# Goal:
Please copy the items below, swapping "pink chrysanthemum" for "white chrysanthemum" and leaving everything else unchanged.

# Input data:
** Start **

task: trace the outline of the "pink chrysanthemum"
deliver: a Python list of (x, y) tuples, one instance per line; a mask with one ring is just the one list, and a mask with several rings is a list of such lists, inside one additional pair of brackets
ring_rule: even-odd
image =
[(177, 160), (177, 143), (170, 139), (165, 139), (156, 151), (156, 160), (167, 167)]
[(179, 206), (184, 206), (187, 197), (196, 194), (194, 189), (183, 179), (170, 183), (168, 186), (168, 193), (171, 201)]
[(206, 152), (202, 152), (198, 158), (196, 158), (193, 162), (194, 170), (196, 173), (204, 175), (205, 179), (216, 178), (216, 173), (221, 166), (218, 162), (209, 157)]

** End **

# Answer to the task:
task: trace the outline of the "white chrysanthemum"
deliver: a Python list of (x, y) tuples, one instance per line; a mask with one ring is just the one list, and a mask with several rings is a list of such lists, inside one additional pair of brackets
ring_rule: even-odd
image =
[(177, 160), (177, 143), (170, 139), (165, 139), (156, 151), (156, 160), (167, 167)]
[(179, 206), (184, 206), (187, 197), (196, 194), (194, 189), (183, 179), (170, 183), (168, 186), (168, 193), (171, 201)]
[(206, 152), (202, 152), (198, 158), (196, 158), (193, 162), (194, 170), (196, 173), (204, 175), (205, 179), (216, 178), (216, 173), (221, 166), (218, 162), (209, 157)]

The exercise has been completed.